Goal: Lay out the stretch of the records that opens with the line containing "#detect man's ear" and closes with the line containing "top-left (150, 204), bottom-right (169, 212)" as a JSON list of strings, one string per line. Leave out blank lines and everything outside that stretch.
==========
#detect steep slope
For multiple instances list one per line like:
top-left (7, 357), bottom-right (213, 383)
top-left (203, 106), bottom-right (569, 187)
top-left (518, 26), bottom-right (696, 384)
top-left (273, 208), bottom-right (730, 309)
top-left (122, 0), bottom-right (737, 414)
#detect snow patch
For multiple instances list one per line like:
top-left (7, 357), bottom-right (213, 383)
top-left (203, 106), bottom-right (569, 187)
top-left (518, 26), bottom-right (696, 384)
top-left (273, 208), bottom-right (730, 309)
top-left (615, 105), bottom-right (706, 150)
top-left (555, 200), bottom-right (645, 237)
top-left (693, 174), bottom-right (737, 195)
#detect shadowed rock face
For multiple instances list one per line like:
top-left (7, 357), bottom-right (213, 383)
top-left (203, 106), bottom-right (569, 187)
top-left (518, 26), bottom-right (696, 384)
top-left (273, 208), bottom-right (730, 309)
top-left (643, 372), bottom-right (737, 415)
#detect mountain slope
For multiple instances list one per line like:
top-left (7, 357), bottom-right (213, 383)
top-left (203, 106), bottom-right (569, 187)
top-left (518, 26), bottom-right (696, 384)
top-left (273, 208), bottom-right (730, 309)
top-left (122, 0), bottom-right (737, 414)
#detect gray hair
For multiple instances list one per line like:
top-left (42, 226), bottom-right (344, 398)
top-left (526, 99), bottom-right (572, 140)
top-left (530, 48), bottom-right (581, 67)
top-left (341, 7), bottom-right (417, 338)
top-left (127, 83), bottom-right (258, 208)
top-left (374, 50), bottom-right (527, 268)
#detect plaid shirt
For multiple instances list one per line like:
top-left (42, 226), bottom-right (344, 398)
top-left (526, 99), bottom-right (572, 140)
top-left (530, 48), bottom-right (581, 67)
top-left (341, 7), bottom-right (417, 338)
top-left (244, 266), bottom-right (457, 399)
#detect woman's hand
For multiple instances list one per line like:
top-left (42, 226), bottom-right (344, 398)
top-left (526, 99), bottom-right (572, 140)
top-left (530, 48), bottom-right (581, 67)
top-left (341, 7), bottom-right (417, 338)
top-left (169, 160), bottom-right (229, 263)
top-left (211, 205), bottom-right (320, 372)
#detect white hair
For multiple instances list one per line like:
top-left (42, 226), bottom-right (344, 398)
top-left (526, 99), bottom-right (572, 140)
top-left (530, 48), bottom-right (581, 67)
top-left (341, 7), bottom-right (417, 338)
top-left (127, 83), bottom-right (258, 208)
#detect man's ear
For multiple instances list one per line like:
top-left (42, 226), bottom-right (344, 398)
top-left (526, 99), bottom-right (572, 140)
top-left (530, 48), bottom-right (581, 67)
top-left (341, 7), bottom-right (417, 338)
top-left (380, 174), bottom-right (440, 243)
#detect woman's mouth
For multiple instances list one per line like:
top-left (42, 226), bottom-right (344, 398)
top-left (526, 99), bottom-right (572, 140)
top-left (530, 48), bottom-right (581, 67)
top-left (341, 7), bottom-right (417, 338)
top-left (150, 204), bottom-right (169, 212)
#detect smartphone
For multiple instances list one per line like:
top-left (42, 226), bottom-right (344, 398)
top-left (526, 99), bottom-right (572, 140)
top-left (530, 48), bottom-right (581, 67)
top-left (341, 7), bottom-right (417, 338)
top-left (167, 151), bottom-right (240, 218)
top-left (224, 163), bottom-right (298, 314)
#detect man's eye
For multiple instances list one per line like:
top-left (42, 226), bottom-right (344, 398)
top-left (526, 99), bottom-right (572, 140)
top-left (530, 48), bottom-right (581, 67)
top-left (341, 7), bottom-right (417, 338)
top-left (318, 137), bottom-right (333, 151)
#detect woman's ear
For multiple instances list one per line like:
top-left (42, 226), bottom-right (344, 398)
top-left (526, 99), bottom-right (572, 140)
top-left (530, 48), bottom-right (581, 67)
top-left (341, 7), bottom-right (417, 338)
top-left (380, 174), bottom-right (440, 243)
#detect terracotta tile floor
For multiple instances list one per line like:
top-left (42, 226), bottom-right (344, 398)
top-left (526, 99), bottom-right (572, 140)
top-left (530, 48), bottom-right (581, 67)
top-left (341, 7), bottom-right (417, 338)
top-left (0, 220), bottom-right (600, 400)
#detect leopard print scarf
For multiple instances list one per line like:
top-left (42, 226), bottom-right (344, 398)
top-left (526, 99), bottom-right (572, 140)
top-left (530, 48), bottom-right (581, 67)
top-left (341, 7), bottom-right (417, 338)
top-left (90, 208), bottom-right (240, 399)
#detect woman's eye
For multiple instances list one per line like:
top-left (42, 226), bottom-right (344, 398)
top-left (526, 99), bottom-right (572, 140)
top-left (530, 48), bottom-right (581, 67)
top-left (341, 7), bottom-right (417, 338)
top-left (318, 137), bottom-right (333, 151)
==========
Task response:
[
  "#detect man's ear",
  "For multiple instances list one per line like:",
  "top-left (42, 226), bottom-right (344, 398)",
  "top-left (526, 99), bottom-right (572, 140)",
  "top-left (530, 48), bottom-right (581, 67)",
  "top-left (341, 7), bottom-right (417, 338)",
  "top-left (380, 174), bottom-right (440, 243)",
  "#detect woman's mouth",
  "For multiple instances list one per line like:",
  "top-left (42, 226), bottom-right (344, 398)",
  "top-left (526, 99), bottom-right (572, 140)",
  "top-left (530, 48), bottom-right (581, 67)",
  "top-left (341, 7), bottom-right (417, 338)",
  "top-left (150, 204), bottom-right (169, 212)"
]